SECTION DU DOCUMENT:
::::::

Depuis quelques mois, nous entendons de nombreuses informations concordantes, il nous a semblé opportun de mettre en ligne une lettre que nous envoie un de nos amis helvètes qui, connaissant parfaitement les tenants et les aboutissants du dispositif exprime là son désarroi, nous la publions in extenso, en espérant que les autorités russes sauront en faire bon usage :

Lettre ouverte au Président de la Fédération de Russie


"Pourquoi votre Radio SPUTNIK est un échec total de votre Administration ?

Monsieur le Président de la Fédération de Russie,

Cher Vladimir Vladimirovitch,

Permettez-moi, au nom de tous les intellectuels occidentaux, désireux de connaître votre pays et grands amateurs des réformes que vous imposez à la Russie et au monde extérieur, de vous exprimer toute ma gratitude de nous avoir donné un nouveau souffle.
Il se trouve que nous autres, Occidentaux, reprenons de l’espoir en admirant comment vous réussissez à tenir la dragée haute aux Américains et autres faucons de l’OTAN. Votre discours munichois a sonné le glas de la pax americana et vous vous êtes montré intransigeant face aux agressions militaires, économiques et idéologiques de Washington, qui, depuis longtemps déjà, semble avoir perdu le cap. C’est à la même enseigne que je placerai, indubitablement, votre politique des contresanctions contribuant au développement de l’agroalimentaire national de la Russie (et je garde quelqu’espoir que la Suisse en serait épargnée). Nous admirons aussi le fin doigté propre à l’affaire « Mistral » qui, malheureusement, marque l’une des pages les plus noires, de loin, de la gouverne socialiste en France.
La raison qui m’a fait prendre la plume est cette guerre idéologique à laquelle vous vous dites engagé contre les manoeuvres perfides de Brzezinski et autres supporteurs de son « Grand Echiquier ». En docteur ès sciences sociales, j’ai décortiqué vos interviews où vous promettiez de répondre « de façon adéquate et équilibrée » aux incursions dans le domaine de l’idéologie nationale.  Et, ma foi, le renforcement de l’assistance que vous prêtez à l’Eglise Orthodoxe Russe et Sa Sainteté le Patriarche aussi bien que votre politique des réformes dans le domaine familial et scolaire prouvent l’efficacité et le bien-fondé de vos paroles.
Cependant, permettez-moi de le dire, Monsieur Le Président, votre politique dans le domaine de la présentation de votre pays à l’étranger est un flagrant exemple d’un cuisant échec que vous semblez subir à votre insu.
Il y a peu de temps, vous avez donné carte blanche à l’un des membres de votre Administration Présidentielle qui favorisa le projet de Margarita Simonian, rédactrice-en-chef de « Russia Today ». Ce projet vous a paru glorieux et plein d’allant parce que Mme Margarita bravait l’ennemi américain dans son antre, sur le sol national américain y créant la chaîne anglophone russe « Russia Today ». Je ne vous cacherai pas qu’à l’époque, beaucoup d’entre nous, membres du Club de l’Horloge, considéraient ce projet d’un très bon oeil. L’ennui est – et je le reconnais à mon corps défendant – que, par rapport à votre administration, les idéologues de Washington ont beaucoup plus de vécu dans ce domaine respectif. Les Américains sont de fins connaisseurs de ce que, à l’époque de Haushoffer et celle de Laurence d’Arabie, on surnomma « la guerre subversive  ou la méthode de noyautage». La méthode de cette guerre touche au domaine du renseignement idéologique. Elle fut peaufinée par le stratège chinois Sun Tzu bien avant notre époque historique.

::::::

CONSIGNE À SUIVRE: Prolongez la lettre ouverte au président de la Fédération de Russie, ci-dessus, à la suite de sa dernière phrase et dans le même ton.

EXTRAITS DE DONNÉES:
::::::

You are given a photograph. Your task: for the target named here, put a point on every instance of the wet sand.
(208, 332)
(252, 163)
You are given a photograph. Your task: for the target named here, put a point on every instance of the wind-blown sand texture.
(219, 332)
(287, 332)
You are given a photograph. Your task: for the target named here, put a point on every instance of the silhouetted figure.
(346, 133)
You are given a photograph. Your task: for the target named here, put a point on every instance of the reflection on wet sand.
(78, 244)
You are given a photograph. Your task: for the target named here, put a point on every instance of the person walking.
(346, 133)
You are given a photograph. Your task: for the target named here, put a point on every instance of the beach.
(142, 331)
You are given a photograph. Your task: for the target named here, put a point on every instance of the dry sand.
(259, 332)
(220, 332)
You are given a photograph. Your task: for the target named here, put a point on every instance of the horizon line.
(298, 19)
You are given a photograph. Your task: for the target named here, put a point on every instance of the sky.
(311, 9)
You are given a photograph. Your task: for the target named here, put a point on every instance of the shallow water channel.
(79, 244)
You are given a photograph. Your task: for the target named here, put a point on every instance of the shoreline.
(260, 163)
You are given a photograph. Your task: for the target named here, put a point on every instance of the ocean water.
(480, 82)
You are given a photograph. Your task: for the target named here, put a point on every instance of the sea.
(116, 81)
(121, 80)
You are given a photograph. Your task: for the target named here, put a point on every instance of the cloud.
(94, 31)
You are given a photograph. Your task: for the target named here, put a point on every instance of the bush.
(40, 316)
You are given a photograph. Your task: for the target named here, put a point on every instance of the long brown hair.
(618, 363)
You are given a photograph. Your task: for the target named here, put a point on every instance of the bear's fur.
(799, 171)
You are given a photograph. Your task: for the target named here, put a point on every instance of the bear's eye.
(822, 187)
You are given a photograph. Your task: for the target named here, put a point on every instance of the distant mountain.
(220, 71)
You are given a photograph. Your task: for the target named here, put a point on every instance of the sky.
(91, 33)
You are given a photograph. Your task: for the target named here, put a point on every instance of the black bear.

::::::

RÉPONSE PRODUITE:
Pour l’appliquer sur le terrain de « Russia Today », les Américains, guidés, très certainement, par M. Brzezinski, ont récupéré récemment votre manoeuvre de « Russia Today » lui redonnant un tout autre sens ou, comme on dit dans le milieu professionnel, en inversant le courant et vous faisant renvoyer l’ascenseur.
L’ennui est que la gent de Langley a vite fait de comprendre qu’il suffit d’utiliser Mme Simonian pour accéder à votre propre « sanctuaire » ou territoire souverain et inviolable comme on dit dans la dissuasion nucléaire. Et ils l’ont très bien réussi.
Après s’être fait nommer rédactrice-en-chef de « ROSSIYA SEGODNYA », premier consortium public médiatique de vote pays, Mme Simonian a réussi à s’émanciper de la férule de l’un des grands journalistes russes investis de votre confiance qu’est certainement Dimitri KISSILEV, directeur général de « ROSSIYA SEGODNYA ». Elle en a profité pour monter son projet qu’elle eût soutenu auprès de vos proches par l’entremise de son patron et ami au sein de votre administration.
Ce projet stipule qu’il faut combattre l’ennemi avec des pertes minimes et sur son propre sol. Vous l’eussiez avalisé parce qu’il vous serait proche par votre histoire nationale. Tel fut le slogan de Joseph STALINE, avant la Seconde Guerre Mondiale. Il se savait menacé par Adolf Hitler et il se préparait à une guerre-éclair sur le sol nazi au cas où la Russie se serait faite attaquer. On sait très bien que la politique de STALINE n’aboutit pas. La vôtre, bien malheureusement, non plus. La doctrine avalisée par vos proches voulait que des centres nationaux de « Voix de la Russie » soient créés à l’étranger. Que ces centres deviennent des têtes de pont de pénétration informatique de l’espace médiatique occidental. Le rôle dévolu au centre opérationnel se trouvant à Moscou serait minime se limitant au support administratif ou l’intendance logistique générale, si vous voulez.
Le plan a du talent et du feu sacré. Mais voici ce qu’il en fut en pratique. La rédactrice-en-chef de « ROSSIYA SEGODNYA » échappa à tout contrôle de la part de Dimitri KISSILEV, par trop occupé par le montage de ses émissions télévisées. Elle embaucha une équipe qui fit tout pour satisfaire aux demandes de leur vrai commanditaire, éventuellement la CIA.
C’est à ce moment-là, Monsieur Le Président, que votre plan eût été récupéré par des analystes brillantissimes de Langley qui, eux aussi, souvenons-nous-en, ne font que servir leur propre pays et le drapeau étoilé. Une fois aux commandes, les acolytes de Simonian se sont mis à limoger TOUTE l’équipe de la radio en langues étrangères de Moscou. Un organisme vieux de 85 ans de traditions se vit démantelé en un rien de temps. Plus d’un millier de personnes, à savoir toute l’équipe de journalistes de langues étrangères, se vit privée de ses responsabilités en l’espace d’un an et demi ! Du jamais vu pour les Occidentaux ! Cette période coïncide parfaitement avec le début des réformes de ce secteur lancé, hélas, sous votre égide et, à mon corps défendant, sous couvert de votre nom !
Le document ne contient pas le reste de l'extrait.